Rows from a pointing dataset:
--- --- ---
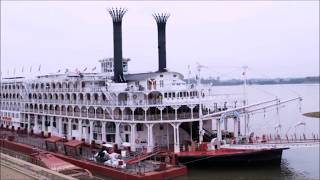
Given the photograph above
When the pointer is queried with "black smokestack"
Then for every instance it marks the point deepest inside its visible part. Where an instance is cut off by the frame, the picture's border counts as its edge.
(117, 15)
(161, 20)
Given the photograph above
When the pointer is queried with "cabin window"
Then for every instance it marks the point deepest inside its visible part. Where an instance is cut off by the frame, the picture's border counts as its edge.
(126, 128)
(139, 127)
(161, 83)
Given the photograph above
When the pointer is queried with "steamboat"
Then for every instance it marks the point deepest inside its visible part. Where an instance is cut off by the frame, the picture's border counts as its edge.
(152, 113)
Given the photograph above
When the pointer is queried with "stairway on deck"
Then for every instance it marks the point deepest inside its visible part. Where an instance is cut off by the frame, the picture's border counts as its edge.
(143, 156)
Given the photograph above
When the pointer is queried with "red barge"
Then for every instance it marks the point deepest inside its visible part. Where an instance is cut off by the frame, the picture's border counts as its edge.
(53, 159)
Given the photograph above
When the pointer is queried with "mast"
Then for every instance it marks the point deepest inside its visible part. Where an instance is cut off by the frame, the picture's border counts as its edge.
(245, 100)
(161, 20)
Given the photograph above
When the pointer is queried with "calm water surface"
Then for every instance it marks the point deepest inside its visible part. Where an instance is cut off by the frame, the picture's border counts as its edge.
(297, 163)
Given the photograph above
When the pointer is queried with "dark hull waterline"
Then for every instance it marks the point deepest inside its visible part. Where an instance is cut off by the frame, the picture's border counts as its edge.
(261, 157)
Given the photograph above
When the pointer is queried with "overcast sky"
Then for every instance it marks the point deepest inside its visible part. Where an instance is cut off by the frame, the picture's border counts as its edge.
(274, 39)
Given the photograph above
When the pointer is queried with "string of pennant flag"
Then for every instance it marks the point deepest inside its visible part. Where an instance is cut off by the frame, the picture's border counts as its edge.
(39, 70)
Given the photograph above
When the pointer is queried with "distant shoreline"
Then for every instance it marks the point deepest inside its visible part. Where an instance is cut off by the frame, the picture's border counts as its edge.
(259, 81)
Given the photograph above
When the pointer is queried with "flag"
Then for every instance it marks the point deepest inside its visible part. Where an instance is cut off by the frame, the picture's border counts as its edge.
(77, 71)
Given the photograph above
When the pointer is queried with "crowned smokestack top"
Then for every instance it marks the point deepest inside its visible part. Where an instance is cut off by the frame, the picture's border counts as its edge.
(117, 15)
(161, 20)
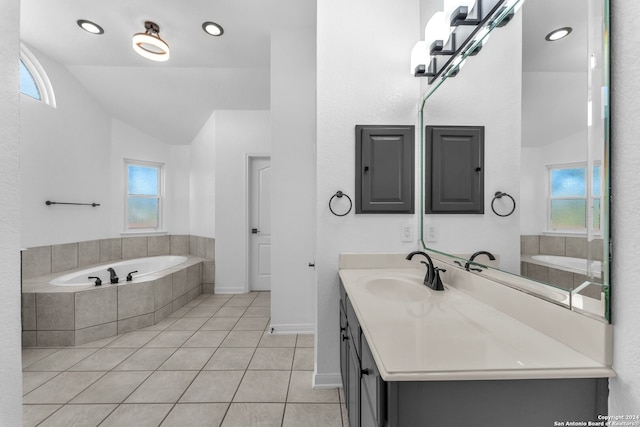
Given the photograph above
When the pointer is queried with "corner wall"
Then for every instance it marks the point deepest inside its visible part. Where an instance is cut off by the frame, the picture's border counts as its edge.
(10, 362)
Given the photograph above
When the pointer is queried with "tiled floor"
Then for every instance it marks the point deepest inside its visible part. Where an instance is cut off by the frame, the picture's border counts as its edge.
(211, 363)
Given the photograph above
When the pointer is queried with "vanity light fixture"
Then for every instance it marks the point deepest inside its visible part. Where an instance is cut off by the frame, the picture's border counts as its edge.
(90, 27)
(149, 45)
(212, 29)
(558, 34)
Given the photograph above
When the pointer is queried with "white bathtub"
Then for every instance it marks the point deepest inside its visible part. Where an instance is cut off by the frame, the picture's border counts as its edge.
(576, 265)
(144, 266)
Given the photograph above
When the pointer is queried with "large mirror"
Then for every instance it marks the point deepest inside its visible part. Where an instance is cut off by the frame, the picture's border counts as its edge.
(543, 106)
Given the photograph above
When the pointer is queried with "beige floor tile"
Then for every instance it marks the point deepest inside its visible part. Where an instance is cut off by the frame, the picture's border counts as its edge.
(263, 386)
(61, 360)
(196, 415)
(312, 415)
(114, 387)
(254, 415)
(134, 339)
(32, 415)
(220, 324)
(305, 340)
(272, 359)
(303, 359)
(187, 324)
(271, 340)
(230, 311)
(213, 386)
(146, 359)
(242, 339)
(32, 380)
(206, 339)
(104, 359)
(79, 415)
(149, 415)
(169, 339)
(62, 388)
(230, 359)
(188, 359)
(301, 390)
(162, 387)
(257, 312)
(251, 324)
--- --- ---
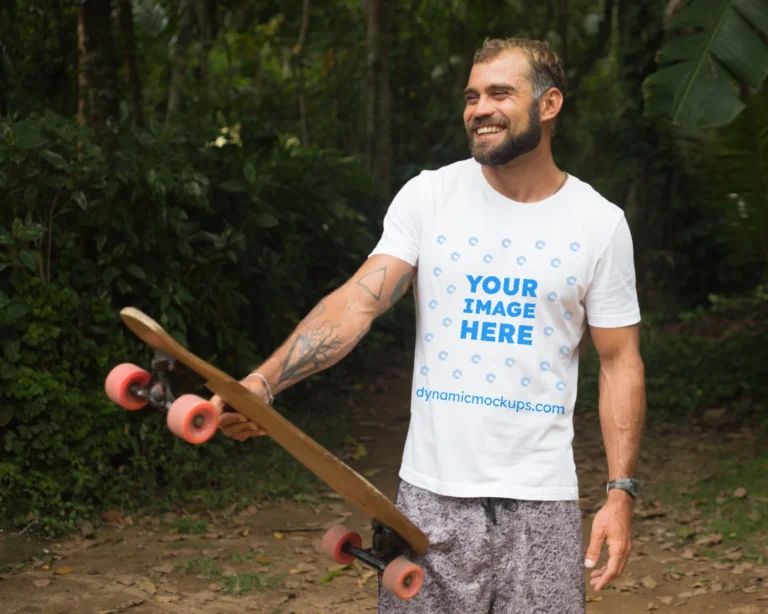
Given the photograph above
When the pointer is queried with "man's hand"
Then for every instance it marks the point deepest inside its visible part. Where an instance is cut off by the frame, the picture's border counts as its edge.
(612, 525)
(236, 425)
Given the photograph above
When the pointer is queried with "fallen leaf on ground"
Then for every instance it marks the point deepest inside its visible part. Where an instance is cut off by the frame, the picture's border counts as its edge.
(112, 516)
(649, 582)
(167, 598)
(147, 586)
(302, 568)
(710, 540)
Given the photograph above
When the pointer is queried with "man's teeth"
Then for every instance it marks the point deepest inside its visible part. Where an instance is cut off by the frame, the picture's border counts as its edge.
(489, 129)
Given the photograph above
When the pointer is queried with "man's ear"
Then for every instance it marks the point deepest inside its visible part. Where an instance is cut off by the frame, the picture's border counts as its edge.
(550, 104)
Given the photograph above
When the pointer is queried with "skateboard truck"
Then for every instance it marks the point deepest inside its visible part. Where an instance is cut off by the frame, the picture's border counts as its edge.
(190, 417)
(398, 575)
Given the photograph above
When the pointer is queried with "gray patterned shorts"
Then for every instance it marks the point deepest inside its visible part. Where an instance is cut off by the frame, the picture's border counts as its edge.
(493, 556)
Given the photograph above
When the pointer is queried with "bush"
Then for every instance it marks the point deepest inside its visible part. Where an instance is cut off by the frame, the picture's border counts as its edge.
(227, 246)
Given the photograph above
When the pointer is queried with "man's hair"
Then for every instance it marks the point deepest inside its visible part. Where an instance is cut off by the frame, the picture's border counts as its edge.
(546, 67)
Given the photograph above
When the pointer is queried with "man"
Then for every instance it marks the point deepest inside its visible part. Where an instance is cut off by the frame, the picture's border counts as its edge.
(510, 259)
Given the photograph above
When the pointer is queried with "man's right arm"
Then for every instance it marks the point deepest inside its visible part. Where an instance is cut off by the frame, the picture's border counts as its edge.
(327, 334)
--- --- ---
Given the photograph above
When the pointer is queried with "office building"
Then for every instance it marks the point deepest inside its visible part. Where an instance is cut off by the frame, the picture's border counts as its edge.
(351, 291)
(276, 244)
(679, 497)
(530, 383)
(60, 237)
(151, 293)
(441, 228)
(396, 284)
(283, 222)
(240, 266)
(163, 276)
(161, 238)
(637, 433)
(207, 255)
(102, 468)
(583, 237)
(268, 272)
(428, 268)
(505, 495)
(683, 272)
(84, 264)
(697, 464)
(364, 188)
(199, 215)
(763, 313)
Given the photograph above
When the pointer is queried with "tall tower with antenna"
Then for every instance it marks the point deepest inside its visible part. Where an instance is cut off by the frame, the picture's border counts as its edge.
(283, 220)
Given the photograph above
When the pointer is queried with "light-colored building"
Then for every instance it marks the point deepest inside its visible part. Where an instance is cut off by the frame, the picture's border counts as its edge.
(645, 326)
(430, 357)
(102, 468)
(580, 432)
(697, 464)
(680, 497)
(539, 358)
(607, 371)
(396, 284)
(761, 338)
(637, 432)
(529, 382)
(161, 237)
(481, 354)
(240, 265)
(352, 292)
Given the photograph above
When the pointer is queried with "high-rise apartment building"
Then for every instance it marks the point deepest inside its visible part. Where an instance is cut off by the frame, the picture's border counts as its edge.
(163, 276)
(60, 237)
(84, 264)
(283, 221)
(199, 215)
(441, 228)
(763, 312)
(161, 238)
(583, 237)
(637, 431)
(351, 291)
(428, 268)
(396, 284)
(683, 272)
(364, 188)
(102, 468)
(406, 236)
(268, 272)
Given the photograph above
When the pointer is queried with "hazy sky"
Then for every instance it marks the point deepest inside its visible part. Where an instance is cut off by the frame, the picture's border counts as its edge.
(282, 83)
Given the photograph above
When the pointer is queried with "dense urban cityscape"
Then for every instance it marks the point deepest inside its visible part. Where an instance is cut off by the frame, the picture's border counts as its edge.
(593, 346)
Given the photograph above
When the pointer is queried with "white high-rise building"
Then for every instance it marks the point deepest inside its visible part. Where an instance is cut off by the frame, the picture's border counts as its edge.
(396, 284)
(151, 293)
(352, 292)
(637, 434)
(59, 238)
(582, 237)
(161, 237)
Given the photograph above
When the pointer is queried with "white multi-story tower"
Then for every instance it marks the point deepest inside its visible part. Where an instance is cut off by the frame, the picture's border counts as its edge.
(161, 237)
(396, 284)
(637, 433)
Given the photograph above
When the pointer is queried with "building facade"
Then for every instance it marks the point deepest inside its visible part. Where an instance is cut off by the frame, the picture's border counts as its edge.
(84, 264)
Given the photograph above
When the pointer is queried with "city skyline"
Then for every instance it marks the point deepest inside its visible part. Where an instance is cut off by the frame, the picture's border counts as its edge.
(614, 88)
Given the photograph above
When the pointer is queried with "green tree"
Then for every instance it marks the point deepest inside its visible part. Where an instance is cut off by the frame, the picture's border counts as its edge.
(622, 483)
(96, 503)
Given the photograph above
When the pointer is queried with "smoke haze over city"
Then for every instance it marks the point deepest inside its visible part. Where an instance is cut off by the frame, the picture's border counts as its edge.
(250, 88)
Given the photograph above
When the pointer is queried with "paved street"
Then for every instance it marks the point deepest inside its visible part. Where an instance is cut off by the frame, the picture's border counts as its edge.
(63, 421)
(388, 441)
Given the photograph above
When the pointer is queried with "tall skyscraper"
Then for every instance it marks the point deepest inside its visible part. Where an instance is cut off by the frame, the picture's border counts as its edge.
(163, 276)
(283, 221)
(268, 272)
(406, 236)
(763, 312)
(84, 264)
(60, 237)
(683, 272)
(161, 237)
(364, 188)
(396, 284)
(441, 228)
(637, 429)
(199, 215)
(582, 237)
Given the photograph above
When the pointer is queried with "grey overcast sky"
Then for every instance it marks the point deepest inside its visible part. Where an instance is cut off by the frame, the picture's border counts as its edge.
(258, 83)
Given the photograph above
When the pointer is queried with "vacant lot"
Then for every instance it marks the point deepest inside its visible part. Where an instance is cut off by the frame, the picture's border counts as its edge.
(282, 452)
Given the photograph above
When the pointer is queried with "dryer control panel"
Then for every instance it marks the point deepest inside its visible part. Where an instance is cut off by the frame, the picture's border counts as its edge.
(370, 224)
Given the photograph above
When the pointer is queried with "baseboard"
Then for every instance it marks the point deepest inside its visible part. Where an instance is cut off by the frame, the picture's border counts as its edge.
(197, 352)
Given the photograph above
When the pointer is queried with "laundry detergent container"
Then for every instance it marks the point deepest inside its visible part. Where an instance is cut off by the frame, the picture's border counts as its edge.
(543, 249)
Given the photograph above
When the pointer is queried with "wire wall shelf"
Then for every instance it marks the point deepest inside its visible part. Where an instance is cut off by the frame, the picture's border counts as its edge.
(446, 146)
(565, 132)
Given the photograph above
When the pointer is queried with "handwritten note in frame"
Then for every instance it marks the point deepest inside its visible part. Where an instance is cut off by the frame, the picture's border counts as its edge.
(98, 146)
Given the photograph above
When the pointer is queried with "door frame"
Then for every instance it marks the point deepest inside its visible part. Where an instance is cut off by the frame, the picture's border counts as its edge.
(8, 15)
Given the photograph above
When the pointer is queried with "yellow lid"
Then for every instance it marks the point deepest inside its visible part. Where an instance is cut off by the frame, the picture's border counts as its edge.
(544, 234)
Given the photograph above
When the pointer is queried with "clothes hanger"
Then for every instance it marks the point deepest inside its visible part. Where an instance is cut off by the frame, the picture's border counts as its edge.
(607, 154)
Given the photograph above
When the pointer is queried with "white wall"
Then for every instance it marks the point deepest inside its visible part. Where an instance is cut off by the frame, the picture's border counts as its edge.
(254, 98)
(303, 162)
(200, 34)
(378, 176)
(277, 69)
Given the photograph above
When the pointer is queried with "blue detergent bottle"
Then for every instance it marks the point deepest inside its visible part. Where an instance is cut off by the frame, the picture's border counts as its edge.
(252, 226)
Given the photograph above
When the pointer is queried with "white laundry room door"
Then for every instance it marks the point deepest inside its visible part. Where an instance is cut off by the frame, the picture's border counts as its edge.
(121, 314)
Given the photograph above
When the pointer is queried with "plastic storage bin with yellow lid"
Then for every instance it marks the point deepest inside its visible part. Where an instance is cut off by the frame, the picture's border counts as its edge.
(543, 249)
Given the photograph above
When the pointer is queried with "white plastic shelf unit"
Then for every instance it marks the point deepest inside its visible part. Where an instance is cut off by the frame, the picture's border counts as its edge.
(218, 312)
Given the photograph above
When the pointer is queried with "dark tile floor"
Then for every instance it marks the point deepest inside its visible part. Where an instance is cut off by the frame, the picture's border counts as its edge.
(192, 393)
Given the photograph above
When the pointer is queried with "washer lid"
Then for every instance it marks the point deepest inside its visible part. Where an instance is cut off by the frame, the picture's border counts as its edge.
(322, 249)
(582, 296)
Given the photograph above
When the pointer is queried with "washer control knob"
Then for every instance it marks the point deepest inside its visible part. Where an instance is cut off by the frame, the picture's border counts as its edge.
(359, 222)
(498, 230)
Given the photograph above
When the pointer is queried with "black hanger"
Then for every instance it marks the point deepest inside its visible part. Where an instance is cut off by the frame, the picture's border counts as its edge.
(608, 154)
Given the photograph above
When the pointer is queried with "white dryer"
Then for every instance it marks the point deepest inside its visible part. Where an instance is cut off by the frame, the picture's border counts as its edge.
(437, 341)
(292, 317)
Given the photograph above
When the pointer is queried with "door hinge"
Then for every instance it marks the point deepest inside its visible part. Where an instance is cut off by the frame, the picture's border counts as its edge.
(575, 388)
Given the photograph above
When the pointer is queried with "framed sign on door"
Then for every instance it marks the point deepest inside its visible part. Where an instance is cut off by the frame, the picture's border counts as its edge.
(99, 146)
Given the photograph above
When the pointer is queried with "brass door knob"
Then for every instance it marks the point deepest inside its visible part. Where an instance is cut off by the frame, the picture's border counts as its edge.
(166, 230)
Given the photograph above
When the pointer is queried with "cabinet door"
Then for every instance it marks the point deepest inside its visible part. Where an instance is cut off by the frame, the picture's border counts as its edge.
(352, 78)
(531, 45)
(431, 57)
--- --- ---
Pull out every line of the items that contains the word "door".

PROBLEM SOLUTION:
When the pointer is queried with "door frame"
When the pointer is queried with "white laundry room door"
When the pointer is queried with "door hinge"
When the pointer is queried with "framed sign on door"
When the pointer is queried with "brass door knob"
When the pointer is queried with "cabinet door"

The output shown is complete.